MATERIAL:
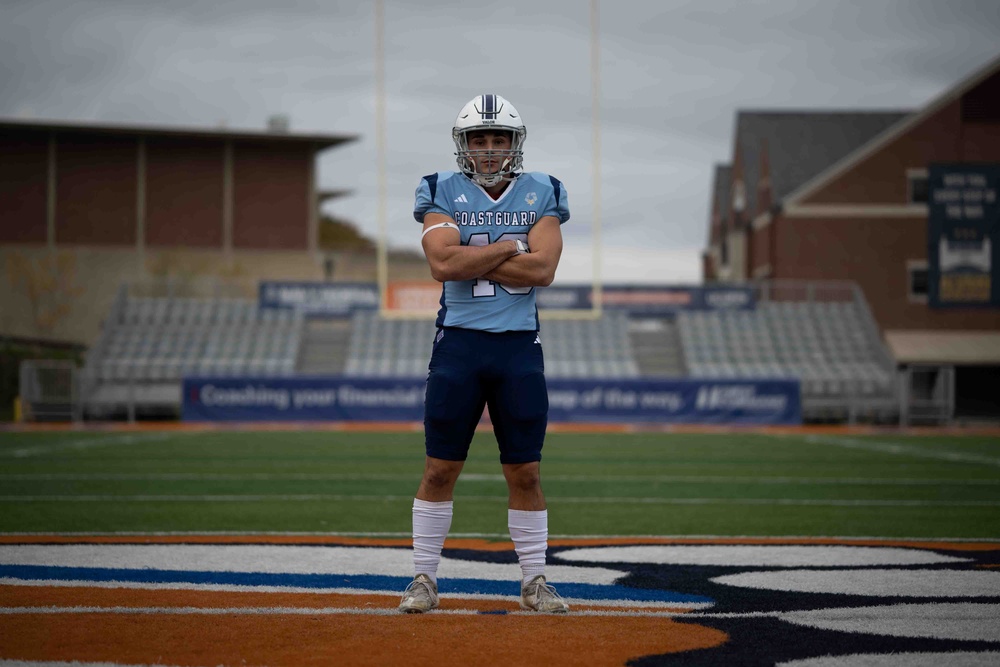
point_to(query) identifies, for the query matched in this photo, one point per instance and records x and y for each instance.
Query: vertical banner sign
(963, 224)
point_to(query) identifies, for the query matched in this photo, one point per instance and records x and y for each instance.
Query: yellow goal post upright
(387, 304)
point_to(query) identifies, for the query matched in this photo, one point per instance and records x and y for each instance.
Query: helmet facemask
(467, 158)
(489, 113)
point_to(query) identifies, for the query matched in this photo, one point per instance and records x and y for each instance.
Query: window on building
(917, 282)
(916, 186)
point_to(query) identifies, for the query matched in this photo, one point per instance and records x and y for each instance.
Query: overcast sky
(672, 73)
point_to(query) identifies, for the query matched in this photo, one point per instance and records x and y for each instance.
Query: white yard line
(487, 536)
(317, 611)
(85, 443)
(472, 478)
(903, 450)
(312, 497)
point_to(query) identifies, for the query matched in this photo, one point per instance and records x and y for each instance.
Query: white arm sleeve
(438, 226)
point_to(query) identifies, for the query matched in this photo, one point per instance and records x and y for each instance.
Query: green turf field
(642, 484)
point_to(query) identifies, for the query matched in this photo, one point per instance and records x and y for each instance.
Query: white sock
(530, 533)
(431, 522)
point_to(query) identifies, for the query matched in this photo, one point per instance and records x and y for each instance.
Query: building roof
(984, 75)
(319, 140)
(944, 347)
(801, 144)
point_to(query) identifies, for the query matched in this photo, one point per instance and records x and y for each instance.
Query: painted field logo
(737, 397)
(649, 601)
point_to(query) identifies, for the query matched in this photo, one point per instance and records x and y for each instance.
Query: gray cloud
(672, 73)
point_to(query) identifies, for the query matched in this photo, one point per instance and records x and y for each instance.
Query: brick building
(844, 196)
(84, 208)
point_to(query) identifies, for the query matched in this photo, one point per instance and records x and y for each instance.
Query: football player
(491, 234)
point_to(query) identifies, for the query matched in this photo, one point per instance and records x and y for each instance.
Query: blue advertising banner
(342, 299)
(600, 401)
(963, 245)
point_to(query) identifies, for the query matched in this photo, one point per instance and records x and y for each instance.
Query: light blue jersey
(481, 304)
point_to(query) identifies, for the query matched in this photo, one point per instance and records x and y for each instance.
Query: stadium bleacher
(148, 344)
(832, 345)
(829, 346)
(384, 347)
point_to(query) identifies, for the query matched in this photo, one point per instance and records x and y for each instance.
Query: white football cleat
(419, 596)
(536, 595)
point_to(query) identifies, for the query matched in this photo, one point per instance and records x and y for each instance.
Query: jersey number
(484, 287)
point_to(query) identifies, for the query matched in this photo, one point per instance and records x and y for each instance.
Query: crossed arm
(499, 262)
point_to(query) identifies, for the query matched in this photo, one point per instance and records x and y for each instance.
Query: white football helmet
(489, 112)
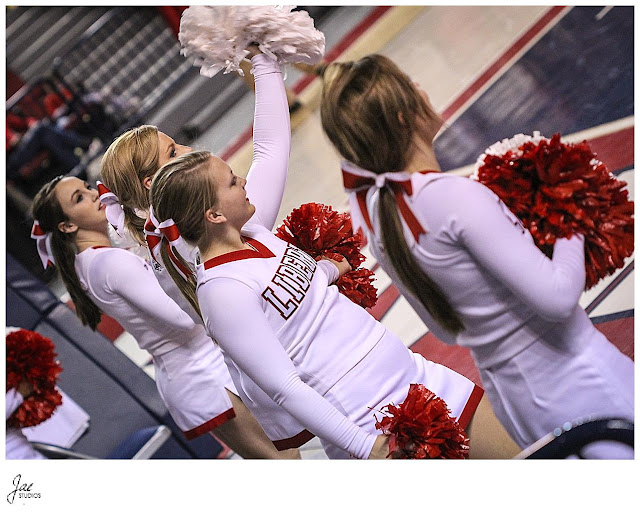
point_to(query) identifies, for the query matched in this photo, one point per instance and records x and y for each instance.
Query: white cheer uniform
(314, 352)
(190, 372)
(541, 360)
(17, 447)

WHAT NEEDS TO BE DONE:
Transcribe the records word for word and include no pictures.

FINAL RESULT:
point_to(query) identifies, for the query matched in this photo, one point per instance and records x and y for each instance.
Query: vertical banner sign
(963, 224)
point_to(query) identifies, for the query matched in this photo, one point per instance and records x and y for each instance.
Query: yellow goal post upright
(387, 304)
point_to(query) identifies, for the query matched in this photo, one point per instance and records x and y for each instance.
Query: helmet facemask
(467, 158)
(489, 113)
point_to(query) identifies, for the query matched in this photo, one point per instance and records x and y for each instance.
Query: window on building
(917, 282)
(916, 186)
point_to(query) identifies, for the query matched in this photo, one point per instance and records x and y for each instance.
Query: overcast sky
(672, 73)
point_to(query) identifies, for the query matched in this photo, one point per instance and records x and y for each instance.
Query: white yard line
(487, 536)
(317, 611)
(85, 443)
(472, 478)
(903, 450)
(312, 497)
point_to(query) identifies, for the query matched in this photo, one point per instance and records x and y for each instance.
Query: white arm sleeve
(438, 226)
point_to(query) identifies, for the query matched in this photo, one point per instance and records x and y for each instance.
Query: green turf field
(642, 484)
point_to(query) identifies, for the query matched in this photo, one point per instance and records x and y for each instance.
Query: white sock
(530, 533)
(431, 522)
point_to(query) identifies, for the query matched in this photo, one point per instance and records x and y for each instance.
Query: building roof
(984, 75)
(319, 140)
(944, 347)
(801, 144)
point_to(query) identifies, for the query matched in this photo, one point per instance and records x and y for each instance.
Query: painted field logo
(737, 397)
(649, 601)
point_to(query) identifies, for the query matched in this photo, one point per instance and records x and y for each instance.
Query: gray cloud
(672, 73)
point_to(query) identifies, for the query matched in this photo, one point per instance and records x and y for each instance.
Query: brick building
(844, 196)
(84, 208)
point_to(query) identifies, for the query matched in this photo, one point per instance and records x and y for each instance.
Query: football player
(491, 234)
point_to(query) identifies, for the query matched in this photo, one point per instance and records x and y for each instance.
Query: blue advertising banner
(342, 299)
(600, 401)
(963, 245)
point_to(query) identifies, for the query matched in this photo, one point per instance and records x and y for each instance.
Query: light blue jersey
(481, 304)
point_to(query) identifies, for the query matched in this photo, one point per instance and records x and y for each instance.
Query: stadium bleacher
(148, 344)
(832, 345)
(829, 346)
(384, 347)
point_to(query) identifies, for the query matched in this photo, one point per instance and records x and y for each instance.
Query: white football cleat
(419, 596)
(536, 595)
point_to(query) identifies, for the query matched in this photo, one point per instance and records x and y for each instance.
Query: jersey number
(484, 287)
point_to(query) identifies, for the query matched in this photo, one point per instance and records x and y for each instance.
Query: crossed arm
(499, 262)
point_to(query) identifies, for the query matched in this photo, one point per instance and records x and y for each instance.
Query: white football helmet
(489, 112)
point_to(query) identifies, for the query matched in this photo, one point per instance and records x and y for each instance.
Query: white cheer uniform
(314, 352)
(190, 372)
(541, 360)
(17, 447)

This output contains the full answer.